Extend the case summary below about the acid attack on a girl whose family refused a marriage offer, starting right after its final sentence.

• [Document text]:
+-------+

The accused who got refused on the marriage offer by the girl’s family members, felt disrespected and with the intention of hurting the girl, decided to disfigure her body by throwing acid all over her, which caused corrosive injuries.

Issues

  1. If by that act, if he had caused her death, then he would have been guilty of murder, and thereby committed an offence punishable under Sec. 307 of the IPC?
  2. Whether the prosecution further proves that he caused simple and grievous corrosive injuries to her, thereby committed the offences punishable under Sec. 326 (A) & (B) of IPC?

Overview

  1. In this specific case of the prosecution, that at the inception, the accused was insisting the girl to marry him and as the family members of the victim did not give consent, he got disgusted and with an intention to take revenge on her, he decided that she should not marry anyone else and to disfigure her face, on 31.01.2014, he had thrown acid on her, thereby, she sustained serious corrosive injures.
  2. The learned counsel of the accused kept refusing the claims and repeatedly pleaded not guilty and claimed to be tried.
  3. The contention of the learned counsel for the appellant that the accused has not involved in the alleged acid injures on the victim could not be accepted since there was enough medical evidence taken off the victim.
  4. There was not just the girl who was affected but also a boy studying in standard one, who also got some acid all over his hands.

+-------+

• [Available data]:
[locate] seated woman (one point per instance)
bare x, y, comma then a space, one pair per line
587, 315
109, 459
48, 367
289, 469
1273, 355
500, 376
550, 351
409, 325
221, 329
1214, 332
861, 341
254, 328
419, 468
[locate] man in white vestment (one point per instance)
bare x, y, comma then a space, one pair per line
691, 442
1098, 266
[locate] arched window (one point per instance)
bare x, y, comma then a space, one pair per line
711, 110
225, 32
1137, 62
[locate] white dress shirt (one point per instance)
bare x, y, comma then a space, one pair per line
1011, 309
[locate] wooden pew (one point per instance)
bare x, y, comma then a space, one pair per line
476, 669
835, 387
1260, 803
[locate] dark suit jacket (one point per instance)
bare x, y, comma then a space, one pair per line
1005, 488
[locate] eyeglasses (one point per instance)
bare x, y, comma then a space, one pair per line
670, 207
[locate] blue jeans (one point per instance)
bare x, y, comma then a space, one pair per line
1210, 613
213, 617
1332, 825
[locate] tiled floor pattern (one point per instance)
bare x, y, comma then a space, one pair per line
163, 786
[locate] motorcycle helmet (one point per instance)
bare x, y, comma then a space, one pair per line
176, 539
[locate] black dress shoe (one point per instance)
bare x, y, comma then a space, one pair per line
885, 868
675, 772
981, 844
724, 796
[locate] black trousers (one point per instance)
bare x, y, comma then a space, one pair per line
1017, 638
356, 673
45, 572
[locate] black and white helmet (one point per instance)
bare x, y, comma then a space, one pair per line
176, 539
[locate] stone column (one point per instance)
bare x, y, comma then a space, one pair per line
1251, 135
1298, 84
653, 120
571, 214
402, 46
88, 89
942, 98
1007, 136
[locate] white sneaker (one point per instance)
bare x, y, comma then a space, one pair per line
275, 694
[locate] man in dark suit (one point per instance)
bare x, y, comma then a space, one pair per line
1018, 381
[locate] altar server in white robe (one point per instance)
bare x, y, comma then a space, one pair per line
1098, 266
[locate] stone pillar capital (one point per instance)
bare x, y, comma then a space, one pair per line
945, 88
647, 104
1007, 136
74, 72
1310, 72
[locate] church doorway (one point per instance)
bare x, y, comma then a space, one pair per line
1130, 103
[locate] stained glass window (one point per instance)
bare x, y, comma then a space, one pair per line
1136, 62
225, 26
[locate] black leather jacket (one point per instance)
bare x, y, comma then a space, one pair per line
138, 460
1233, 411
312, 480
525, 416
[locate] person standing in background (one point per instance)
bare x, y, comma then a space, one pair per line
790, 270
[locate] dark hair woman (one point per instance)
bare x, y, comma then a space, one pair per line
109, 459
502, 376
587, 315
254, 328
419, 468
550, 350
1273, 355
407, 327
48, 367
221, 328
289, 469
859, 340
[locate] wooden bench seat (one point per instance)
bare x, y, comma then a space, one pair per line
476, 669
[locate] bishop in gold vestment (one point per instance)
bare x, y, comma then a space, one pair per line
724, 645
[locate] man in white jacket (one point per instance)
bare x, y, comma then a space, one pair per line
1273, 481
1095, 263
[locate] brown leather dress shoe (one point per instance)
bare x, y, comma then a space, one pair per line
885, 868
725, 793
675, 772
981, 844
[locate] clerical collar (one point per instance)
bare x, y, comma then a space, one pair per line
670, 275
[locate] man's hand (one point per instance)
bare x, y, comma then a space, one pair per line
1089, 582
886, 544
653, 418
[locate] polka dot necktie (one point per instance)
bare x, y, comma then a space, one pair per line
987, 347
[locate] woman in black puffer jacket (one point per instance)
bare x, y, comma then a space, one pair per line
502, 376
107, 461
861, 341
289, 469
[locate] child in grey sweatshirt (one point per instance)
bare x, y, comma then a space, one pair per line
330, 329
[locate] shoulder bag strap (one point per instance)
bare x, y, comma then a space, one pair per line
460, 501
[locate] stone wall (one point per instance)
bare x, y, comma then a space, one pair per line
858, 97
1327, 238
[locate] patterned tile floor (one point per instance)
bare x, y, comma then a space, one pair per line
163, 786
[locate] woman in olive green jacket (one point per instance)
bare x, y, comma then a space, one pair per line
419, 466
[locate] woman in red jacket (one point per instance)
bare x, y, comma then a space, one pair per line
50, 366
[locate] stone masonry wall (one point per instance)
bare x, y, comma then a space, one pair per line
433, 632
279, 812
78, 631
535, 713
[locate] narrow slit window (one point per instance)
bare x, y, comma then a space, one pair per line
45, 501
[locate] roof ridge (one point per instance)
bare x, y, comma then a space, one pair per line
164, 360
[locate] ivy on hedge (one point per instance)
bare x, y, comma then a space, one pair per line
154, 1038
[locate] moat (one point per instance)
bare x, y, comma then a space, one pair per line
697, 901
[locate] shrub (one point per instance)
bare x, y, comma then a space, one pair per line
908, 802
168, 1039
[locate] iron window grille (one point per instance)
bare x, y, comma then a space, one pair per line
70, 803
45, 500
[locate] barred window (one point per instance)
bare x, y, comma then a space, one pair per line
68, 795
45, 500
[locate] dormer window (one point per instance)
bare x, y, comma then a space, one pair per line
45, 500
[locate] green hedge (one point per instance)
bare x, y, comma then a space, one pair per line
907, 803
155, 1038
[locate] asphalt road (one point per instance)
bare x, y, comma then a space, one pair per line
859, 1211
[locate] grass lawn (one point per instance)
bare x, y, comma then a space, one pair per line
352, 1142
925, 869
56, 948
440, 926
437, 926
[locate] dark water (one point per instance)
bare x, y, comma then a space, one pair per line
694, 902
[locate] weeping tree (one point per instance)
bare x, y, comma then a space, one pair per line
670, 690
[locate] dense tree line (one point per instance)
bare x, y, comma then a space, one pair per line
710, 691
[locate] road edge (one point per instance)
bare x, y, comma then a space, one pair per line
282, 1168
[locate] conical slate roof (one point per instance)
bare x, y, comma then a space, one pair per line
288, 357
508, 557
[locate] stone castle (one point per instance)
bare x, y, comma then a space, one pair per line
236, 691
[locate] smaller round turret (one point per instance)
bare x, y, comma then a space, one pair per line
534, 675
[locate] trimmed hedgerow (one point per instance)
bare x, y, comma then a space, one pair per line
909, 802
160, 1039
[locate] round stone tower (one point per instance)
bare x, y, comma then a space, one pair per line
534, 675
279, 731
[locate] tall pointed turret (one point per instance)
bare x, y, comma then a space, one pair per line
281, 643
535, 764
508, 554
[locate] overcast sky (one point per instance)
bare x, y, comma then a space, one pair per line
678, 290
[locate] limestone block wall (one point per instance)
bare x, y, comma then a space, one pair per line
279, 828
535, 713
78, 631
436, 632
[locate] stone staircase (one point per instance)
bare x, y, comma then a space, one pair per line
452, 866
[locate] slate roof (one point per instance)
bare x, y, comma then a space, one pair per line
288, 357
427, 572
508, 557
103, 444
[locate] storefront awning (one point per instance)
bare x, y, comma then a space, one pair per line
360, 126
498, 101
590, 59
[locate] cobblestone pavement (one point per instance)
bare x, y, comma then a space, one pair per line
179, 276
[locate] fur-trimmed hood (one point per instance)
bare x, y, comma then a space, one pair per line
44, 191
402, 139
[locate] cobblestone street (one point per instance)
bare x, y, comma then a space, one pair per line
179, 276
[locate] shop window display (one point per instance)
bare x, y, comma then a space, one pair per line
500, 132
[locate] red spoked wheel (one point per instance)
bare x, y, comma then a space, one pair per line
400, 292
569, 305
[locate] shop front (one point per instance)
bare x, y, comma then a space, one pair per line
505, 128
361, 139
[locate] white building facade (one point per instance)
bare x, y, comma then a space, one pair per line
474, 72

+-------+

• [Answer to the problem]:
Relevant Provisions

  1. Section 307 of IPC discusses that whoever does any act with such intention or knowledge, and under such circumstances that, if he by that act caused death, he would be guilty of murder, shall be punished with imprisonment of either description for a term which may extend to ten years, and shall also be liable to fine; and, if hurt is caused to any person by such act, the offender shall be liable either to imprisonment for life, or to such punishment as is hereinbefore mentioned.
  2. Section 326 A of the IPC states that whoever causes permanent or partial damage or deformity to, or bums or maims or disfigures or disables, any part or parts of the body of a person or causes grievous hurt by throwing acid on or by administering acid to that person, or by using any other means with the intention of causing or with the knowledge that he is likely to cause such injury or hurt, shall be punished with imprisonment of either description for a term which shall not be less than ten years but which may extend to imprisonment for life, and with fine but provided that such fine shall be just and reasonable to meet the medical expenses of the treatment of the victim.
  3. Section 326 B of the IPC states that whoever throws or attempts to throw acid on any person or attempts to administer acid to any person, or attempts to use any other means, with the intention of causing permanent or partial damage or deformity or bums or maiming or disfigurement or disability or grievous hurt to that person, shall be punished with imprisonment of either description for a term which shall not be less than five years but which may extend to seven years, and shall also be liable to fine.

Judgement Analysis

  1. The judges discussed that number of year cases reported in the case in hand is an example of uncivilized and heartless crime committed by the accused and that it is completely unacceptable that concept of leniency or mercy can be conceived of in such a crime.
  2. They commented that a crime of this nature does not deserve any kind of clemency. Emphatically they said that it is individually as well as collectively intolerable and that the accused might have felt that his ego had been hurt by such a denial to the proposal marriage or he might have suffered a sense of exaggeration, sense of honour or might have been guided by the idea that revenge is the sweetest thing that one can be wedded to when there is no response to the unrequited love; but, whatever may be the situation, the criminal act, by no stretch of imagination, deserves any leniency or mercy.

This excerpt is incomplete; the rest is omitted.